EXERCISE MATERIAL:
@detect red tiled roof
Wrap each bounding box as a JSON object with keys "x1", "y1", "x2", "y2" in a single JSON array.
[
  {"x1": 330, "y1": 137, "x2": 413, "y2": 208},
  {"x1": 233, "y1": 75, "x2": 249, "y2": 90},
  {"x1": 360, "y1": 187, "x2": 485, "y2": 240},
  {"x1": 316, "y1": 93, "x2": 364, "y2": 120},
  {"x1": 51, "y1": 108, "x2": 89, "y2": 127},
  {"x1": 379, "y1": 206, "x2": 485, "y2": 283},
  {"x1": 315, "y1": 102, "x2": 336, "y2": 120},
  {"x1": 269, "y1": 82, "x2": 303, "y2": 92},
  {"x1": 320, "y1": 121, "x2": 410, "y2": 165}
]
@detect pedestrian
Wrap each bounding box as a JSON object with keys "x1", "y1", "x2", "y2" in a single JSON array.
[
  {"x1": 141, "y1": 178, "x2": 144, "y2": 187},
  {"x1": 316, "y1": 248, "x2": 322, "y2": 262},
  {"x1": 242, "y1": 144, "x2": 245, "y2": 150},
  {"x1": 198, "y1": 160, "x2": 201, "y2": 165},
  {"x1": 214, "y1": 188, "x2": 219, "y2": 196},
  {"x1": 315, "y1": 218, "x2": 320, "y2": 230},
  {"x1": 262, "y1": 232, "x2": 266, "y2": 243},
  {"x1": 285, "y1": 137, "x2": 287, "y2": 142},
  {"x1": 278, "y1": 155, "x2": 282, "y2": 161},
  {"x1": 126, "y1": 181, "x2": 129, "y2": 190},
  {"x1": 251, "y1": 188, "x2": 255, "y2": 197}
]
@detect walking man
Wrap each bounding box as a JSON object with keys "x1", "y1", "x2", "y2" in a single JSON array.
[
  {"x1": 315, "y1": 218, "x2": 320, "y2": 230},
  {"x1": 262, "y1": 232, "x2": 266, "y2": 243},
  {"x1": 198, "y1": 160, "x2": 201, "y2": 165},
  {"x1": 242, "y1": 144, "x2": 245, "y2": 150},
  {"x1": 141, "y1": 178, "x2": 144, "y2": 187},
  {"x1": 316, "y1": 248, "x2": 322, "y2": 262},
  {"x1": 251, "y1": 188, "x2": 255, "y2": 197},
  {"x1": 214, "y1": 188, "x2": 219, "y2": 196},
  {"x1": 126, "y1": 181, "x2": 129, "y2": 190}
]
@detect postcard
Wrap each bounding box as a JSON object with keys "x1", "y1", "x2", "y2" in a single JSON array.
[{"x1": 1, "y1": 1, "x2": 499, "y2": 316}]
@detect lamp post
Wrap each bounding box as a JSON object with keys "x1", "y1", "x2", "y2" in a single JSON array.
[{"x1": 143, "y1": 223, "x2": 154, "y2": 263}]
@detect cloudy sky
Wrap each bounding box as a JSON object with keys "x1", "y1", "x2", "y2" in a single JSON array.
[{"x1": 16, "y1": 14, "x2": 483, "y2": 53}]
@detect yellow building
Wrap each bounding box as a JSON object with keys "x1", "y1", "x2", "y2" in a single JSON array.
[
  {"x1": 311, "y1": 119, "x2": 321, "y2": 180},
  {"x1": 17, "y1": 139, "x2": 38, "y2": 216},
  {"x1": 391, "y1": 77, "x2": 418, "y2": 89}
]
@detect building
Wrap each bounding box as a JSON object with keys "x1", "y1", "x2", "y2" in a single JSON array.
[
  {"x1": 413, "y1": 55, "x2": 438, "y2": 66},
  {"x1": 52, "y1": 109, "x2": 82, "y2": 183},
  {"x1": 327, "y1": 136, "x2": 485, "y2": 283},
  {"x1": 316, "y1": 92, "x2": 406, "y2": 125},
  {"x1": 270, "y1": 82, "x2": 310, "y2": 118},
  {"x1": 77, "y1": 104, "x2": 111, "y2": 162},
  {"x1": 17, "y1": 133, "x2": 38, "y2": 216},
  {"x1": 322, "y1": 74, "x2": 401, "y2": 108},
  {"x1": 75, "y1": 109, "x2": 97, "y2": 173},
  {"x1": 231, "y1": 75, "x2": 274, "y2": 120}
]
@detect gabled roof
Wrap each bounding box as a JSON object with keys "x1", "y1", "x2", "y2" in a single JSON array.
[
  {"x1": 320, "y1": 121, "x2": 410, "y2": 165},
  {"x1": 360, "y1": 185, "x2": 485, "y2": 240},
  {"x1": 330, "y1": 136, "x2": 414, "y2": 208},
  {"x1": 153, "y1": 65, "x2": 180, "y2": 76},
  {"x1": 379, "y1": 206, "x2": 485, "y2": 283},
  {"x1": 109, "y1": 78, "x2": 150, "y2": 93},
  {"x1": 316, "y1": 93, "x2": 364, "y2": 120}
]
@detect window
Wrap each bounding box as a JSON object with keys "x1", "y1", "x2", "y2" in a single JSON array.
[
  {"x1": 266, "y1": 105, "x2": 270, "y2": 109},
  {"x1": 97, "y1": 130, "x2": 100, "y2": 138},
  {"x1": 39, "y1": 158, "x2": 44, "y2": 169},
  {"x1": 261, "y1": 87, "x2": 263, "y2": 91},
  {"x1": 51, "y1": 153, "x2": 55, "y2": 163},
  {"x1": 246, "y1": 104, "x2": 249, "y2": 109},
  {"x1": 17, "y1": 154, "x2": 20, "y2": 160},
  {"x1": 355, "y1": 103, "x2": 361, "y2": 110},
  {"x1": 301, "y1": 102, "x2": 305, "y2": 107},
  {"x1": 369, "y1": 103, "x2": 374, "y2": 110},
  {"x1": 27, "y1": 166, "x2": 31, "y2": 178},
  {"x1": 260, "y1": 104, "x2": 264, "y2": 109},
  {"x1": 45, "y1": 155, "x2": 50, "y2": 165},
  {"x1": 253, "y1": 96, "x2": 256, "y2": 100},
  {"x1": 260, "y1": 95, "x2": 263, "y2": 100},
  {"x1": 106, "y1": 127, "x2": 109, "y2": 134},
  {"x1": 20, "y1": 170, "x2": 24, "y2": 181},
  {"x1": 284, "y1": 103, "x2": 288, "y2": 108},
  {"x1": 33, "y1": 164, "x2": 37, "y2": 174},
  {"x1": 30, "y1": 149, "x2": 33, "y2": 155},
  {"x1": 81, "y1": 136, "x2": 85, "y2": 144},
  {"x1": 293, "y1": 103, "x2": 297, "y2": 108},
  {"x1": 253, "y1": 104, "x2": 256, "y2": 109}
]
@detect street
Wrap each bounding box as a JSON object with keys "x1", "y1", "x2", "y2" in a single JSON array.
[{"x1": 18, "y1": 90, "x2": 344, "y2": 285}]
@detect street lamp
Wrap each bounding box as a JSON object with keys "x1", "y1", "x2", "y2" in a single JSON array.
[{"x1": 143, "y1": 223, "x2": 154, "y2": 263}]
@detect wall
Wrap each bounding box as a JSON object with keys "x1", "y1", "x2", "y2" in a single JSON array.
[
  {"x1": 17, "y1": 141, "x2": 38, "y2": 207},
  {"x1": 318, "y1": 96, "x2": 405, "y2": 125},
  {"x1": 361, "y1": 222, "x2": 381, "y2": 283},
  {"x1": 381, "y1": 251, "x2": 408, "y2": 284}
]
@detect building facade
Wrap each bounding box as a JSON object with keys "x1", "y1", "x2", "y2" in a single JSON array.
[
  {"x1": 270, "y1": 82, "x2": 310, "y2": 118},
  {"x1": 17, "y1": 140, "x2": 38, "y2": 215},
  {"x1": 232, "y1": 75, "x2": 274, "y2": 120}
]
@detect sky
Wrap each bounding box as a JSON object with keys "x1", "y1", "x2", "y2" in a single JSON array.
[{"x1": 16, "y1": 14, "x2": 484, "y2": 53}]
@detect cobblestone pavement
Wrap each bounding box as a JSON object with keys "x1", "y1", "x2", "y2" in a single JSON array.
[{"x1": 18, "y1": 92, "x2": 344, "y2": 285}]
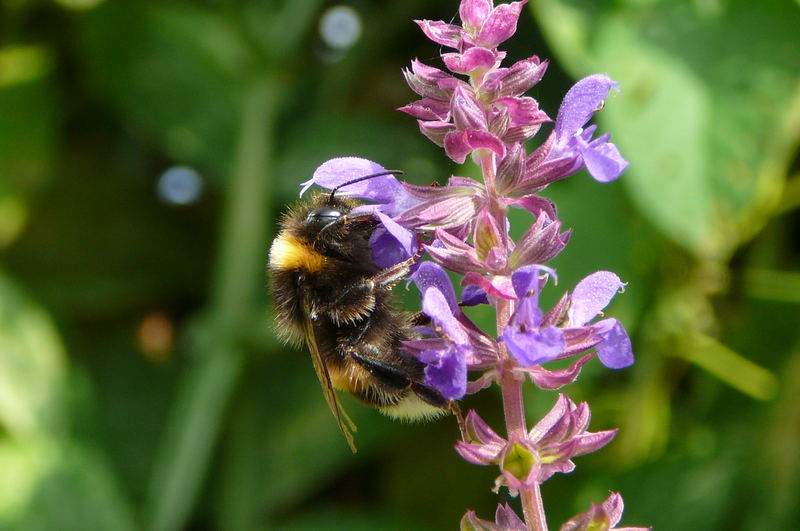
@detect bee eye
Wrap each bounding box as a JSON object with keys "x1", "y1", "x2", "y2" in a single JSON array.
[{"x1": 306, "y1": 207, "x2": 343, "y2": 226}]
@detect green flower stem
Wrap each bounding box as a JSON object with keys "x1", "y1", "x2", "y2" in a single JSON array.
[{"x1": 144, "y1": 79, "x2": 281, "y2": 531}]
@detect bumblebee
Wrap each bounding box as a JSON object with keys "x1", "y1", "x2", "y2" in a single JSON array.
[{"x1": 268, "y1": 179, "x2": 453, "y2": 452}]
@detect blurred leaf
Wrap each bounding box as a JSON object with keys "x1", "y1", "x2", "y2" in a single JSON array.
[
  {"x1": 278, "y1": 510, "x2": 430, "y2": 531},
  {"x1": 0, "y1": 437, "x2": 136, "y2": 531},
  {"x1": 78, "y1": 2, "x2": 250, "y2": 177},
  {"x1": 0, "y1": 44, "x2": 57, "y2": 208},
  {"x1": 744, "y1": 268, "x2": 800, "y2": 303},
  {"x1": 0, "y1": 270, "x2": 68, "y2": 438},
  {"x1": 681, "y1": 332, "x2": 778, "y2": 401},
  {"x1": 753, "y1": 343, "x2": 800, "y2": 528},
  {"x1": 0, "y1": 194, "x2": 27, "y2": 250},
  {"x1": 533, "y1": 0, "x2": 800, "y2": 261}
]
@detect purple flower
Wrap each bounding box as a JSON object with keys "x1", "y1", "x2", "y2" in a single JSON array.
[
  {"x1": 301, "y1": 157, "x2": 422, "y2": 217},
  {"x1": 461, "y1": 503, "x2": 527, "y2": 531},
  {"x1": 405, "y1": 263, "x2": 478, "y2": 400},
  {"x1": 503, "y1": 265, "x2": 566, "y2": 366},
  {"x1": 567, "y1": 271, "x2": 634, "y2": 369},
  {"x1": 526, "y1": 394, "x2": 617, "y2": 483},
  {"x1": 412, "y1": 287, "x2": 469, "y2": 400},
  {"x1": 504, "y1": 269, "x2": 635, "y2": 372},
  {"x1": 560, "y1": 492, "x2": 650, "y2": 531},
  {"x1": 455, "y1": 409, "x2": 507, "y2": 466},
  {"x1": 456, "y1": 395, "x2": 616, "y2": 488},
  {"x1": 401, "y1": 2, "x2": 555, "y2": 166},
  {"x1": 548, "y1": 74, "x2": 629, "y2": 183},
  {"x1": 407, "y1": 263, "x2": 499, "y2": 378}
]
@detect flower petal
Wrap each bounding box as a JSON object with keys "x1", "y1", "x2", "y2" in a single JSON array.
[
  {"x1": 412, "y1": 261, "x2": 459, "y2": 314},
  {"x1": 442, "y1": 47, "x2": 498, "y2": 74},
  {"x1": 418, "y1": 119, "x2": 455, "y2": 147},
  {"x1": 423, "y1": 343, "x2": 467, "y2": 400},
  {"x1": 554, "y1": 74, "x2": 619, "y2": 145},
  {"x1": 511, "y1": 264, "x2": 543, "y2": 299},
  {"x1": 523, "y1": 353, "x2": 593, "y2": 390},
  {"x1": 461, "y1": 285, "x2": 489, "y2": 306},
  {"x1": 568, "y1": 271, "x2": 624, "y2": 326},
  {"x1": 594, "y1": 318, "x2": 634, "y2": 369},
  {"x1": 504, "y1": 325, "x2": 565, "y2": 367},
  {"x1": 414, "y1": 19, "x2": 463, "y2": 49},
  {"x1": 452, "y1": 84, "x2": 488, "y2": 130},
  {"x1": 476, "y1": 1, "x2": 528, "y2": 48},
  {"x1": 463, "y1": 272, "x2": 516, "y2": 300},
  {"x1": 397, "y1": 98, "x2": 450, "y2": 121},
  {"x1": 459, "y1": 0, "x2": 493, "y2": 30},
  {"x1": 494, "y1": 96, "x2": 549, "y2": 127},
  {"x1": 422, "y1": 288, "x2": 468, "y2": 344},
  {"x1": 303, "y1": 157, "x2": 402, "y2": 203},
  {"x1": 482, "y1": 56, "x2": 548, "y2": 98},
  {"x1": 369, "y1": 211, "x2": 416, "y2": 268},
  {"x1": 444, "y1": 129, "x2": 506, "y2": 164},
  {"x1": 579, "y1": 135, "x2": 629, "y2": 183}
]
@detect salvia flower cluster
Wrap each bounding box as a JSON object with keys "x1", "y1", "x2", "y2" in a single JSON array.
[{"x1": 301, "y1": 1, "x2": 648, "y2": 529}]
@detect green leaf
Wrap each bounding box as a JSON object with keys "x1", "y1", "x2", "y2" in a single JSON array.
[
  {"x1": 681, "y1": 332, "x2": 778, "y2": 401},
  {"x1": 78, "y1": 2, "x2": 250, "y2": 176},
  {"x1": 0, "y1": 44, "x2": 57, "y2": 248},
  {"x1": 533, "y1": 0, "x2": 800, "y2": 260},
  {"x1": 0, "y1": 437, "x2": 136, "y2": 531},
  {"x1": 0, "y1": 270, "x2": 68, "y2": 438}
]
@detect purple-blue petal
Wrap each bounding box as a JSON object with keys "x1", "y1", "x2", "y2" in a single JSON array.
[
  {"x1": 594, "y1": 318, "x2": 634, "y2": 369},
  {"x1": 579, "y1": 137, "x2": 629, "y2": 183},
  {"x1": 422, "y1": 344, "x2": 467, "y2": 400},
  {"x1": 422, "y1": 288, "x2": 467, "y2": 344},
  {"x1": 461, "y1": 285, "x2": 489, "y2": 306},
  {"x1": 412, "y1": 262, "x2": 459, "y2": 314},
  {"x1": 569, "y1": 271, "x2": 624, "y2": 326},
  {"x1": 302, "y1": 157, "x2": 405, "y2": 203},
  {"x1": 503, "y1": 325, "x2": 565, "y2": 366},
  {"x1": 554, "y1": 74, "x2": 619, "y2": 145},
  {"x1": 511, "y1": 264, "x2": 542, "y2": 299},
  {"x1": 372, "y1": 211, "x2": 415, "y2": 264},
  {"x1": 369, "y1": 229, "x2": 411, "y2": 269},
  {"x1": 509, "y1": 293, "x2": 543, "y2": 330}
]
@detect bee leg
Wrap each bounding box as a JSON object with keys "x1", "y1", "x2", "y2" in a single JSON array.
[
  {"x1": 448, "y1": 401, "x2": 468, "y2": 441},
  {"x1": 368, "y1": 249, "x2": 424, "y2": 287},
  {"x1": 348, "y1": 347, "x2": 411, "y2": 390},
  {"x1": 350, "y1": 348, "x2": 452, "y2": 412},
  {"x1": 326, "y1": 251, "x2": 423, "y2": 311},
  {"x1": 408, "y1": 381, "x2": 449, "y2": 409}
]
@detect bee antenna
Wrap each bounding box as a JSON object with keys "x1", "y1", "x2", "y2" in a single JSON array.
[{"x1": 328, "y1": 170, "x2": 404, "y2": 203}]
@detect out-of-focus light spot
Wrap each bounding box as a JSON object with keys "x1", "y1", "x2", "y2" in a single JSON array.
[
  {"x1": 157, "y1": 166, "x2": 203, "y2": 205},
  {"x1": 137, "y1": 312, "x2": 174, "y2": 361},
  {"x1": 0, "y1": 45, "x2": 52, "y2": 87},
  {"x1": 0, "y1": 195, "x2": 28, "y2": 249},
  {"x1": 319, "y1": 6, "x2": 362, "y2": 50},
  {"x1": 54, "y1": 0, "x2": 105, "y2": 10}
]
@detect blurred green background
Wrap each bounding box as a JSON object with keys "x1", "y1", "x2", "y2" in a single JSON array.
[{"x1": 1, "y1": 0, "x2": 799, "y2": 529}]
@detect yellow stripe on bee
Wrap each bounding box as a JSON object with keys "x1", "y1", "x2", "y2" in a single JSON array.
[{"x1": 269, "y1": 233, "x2": 326, "y2": 272}]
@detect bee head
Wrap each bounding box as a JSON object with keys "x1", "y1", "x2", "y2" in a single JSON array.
[{"x1": 305, "y1": 206, "x2": 345, "y2": 231}]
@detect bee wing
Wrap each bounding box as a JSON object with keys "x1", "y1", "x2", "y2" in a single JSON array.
[{"x1": 300, "y1": 299, "x2": 358, "y2": 453}]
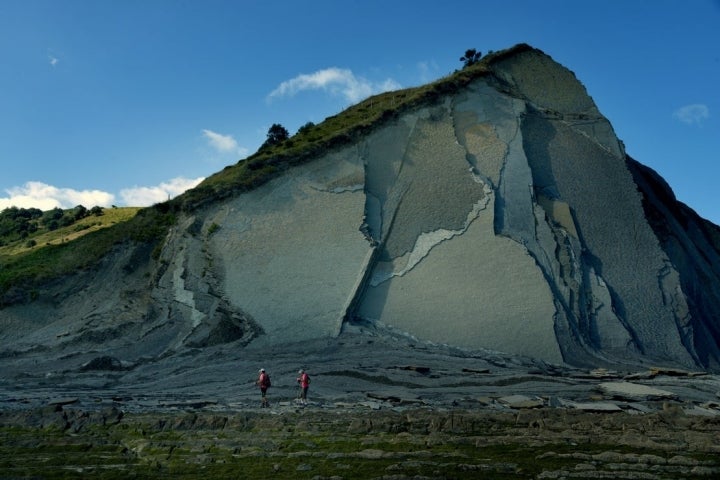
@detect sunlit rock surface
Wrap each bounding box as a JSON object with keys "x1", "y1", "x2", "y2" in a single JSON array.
[
  {"x1": 210, "y1": 150, "x2": 370, "y2": 342},
  {"x1": 190, "y1": 47, "x2": 719, "y2": 369}
]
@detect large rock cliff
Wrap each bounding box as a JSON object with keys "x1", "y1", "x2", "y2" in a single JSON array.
[{"x1": 2, "y1": 45, "x2": 720, "y2": 372}]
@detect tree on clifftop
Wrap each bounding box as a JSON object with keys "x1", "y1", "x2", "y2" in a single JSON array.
[
  {"x1": 260, "y1": 123, "x2": 289, "y2": 150},
  {"x1": 460, "y1": 48, "x2": 482, "y2": 68}
]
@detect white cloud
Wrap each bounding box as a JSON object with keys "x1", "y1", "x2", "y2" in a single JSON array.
[
  {"x1": 417, "y1": 60, "x2": 439, "y2": 83},
  {"x1": 119, "y1": 176, "x2": 204, "y2": 207},
  {"x1": 0, "y1": 181, "x2": 114, "y2": 210},
  {"x1": 202, "y1": 129, "x2": 236, "y2": 152},
  {"x1": 268, "y1": 67, "x2": 401, "y2": 104},
  {"x1": 673, "y1": 104, "x2": 709, "y2": 125},
  {"x1": 0, "y1": 177, "x2": 206, "y2": 211}
]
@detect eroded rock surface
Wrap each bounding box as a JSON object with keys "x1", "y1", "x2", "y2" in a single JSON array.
[{"x1": 2, "y1": 45, "x2": 720, "y2": 382}]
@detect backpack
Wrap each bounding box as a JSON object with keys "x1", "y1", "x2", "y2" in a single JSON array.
[{"x1": 263, "y1": 374, "x2": 271, "y2": 388}]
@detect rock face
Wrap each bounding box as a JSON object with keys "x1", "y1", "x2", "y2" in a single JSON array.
[{"x1": 2, "y1": 45, "x2": 720, "y2": 372}]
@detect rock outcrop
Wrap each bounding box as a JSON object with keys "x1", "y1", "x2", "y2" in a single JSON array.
[{"x1": 2, "y1": 44, "x2": 720, "y2": 373}]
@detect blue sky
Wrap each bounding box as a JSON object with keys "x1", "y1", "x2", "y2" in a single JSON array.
[{"x1": 1, "y1": 1, "x2": 718, "y2": 225}]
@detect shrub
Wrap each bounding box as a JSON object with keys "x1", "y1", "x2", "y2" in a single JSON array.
[
  {"x1": 260, "y1": 123, "x2": 290, "y2": 150},
  {"x1": 460, "y1": 48, "x2": 482, "y2": 68}
]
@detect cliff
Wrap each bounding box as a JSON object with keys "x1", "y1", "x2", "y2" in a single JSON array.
[{"x1": 2, "y1": 44, "x2": 720, "y2": 373}]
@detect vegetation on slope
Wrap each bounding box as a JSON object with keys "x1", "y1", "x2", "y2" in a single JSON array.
[
  {"x1": 0, "y1": 205, "x2": 133, "y2": 253},
  {"x1": 177, "y1": 46, "x2": 528, "y2": 211},
  {"x1": 0, "y1": 44, "x2": 533, "y2": 303},
  {"x1": 0, "y1": 205, "x2": 174, "y2": 304}
]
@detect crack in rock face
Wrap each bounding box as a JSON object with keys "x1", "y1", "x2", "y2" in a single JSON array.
[{"x1": 370, "y1": 191, "x2": 492, "y2": 287}]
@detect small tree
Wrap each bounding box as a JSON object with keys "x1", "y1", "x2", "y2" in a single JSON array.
[
  {"x1": 297, "y1": 121, "x2": 315, "y2": 135},
  {"x1": 72, "y1": 204, "x2": 88, "y2": 221},
  {"x1": 260, "y1": 123, "x2": 289, "y2": 150},
  {"x1": 460, "y1": 48, "x2": 482, "y2": 68}
]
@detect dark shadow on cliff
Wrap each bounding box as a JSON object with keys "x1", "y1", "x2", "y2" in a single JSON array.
[
  {"x1": 627, "y1": 157, "x2": 720, "y2": 368},
  {"x1": 519, "y1": 110, "x2": 642, "y2": 364}
]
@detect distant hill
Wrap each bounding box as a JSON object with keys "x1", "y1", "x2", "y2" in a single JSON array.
[{"x1": 0, "y1": 205, "x2": 138, "y2": 253}]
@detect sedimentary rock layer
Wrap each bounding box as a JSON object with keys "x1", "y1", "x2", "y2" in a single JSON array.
[{"x1": 3, "y1": 45, "x2": 719, "y2": 372}]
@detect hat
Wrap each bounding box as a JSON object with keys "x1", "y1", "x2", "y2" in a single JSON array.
[
  {"x1": 298, "y1": 369, "x2": 304, "y2": 374},
  {"x1": 260, "y1": 368, "x2": 265, "y2": 372}
]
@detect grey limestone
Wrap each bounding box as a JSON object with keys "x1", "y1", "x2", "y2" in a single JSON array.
[
  {"x1": 598, "y1": 381, "x2": 678, "y2": 401},
  {"x1": 1, "y1": 45, "x2": 719, "y2": 379},
  {"x1": 211, "y1": 149, "x2": 370, "y2": 343}
]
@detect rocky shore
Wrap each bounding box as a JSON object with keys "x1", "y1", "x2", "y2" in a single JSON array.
[
  {"x1": 2, "y1": 402, "x2": 720, "y2": 479},
  {"x1": 2, "y1": 332, "x2": 720, "y2": 478}
]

INSTRUCTIONS FOR THE TASK: Return all lines of the data in which the string "blurred" appears.

EXERCISE RESPONSE:
@detect blurred leaf
@detect blurred green background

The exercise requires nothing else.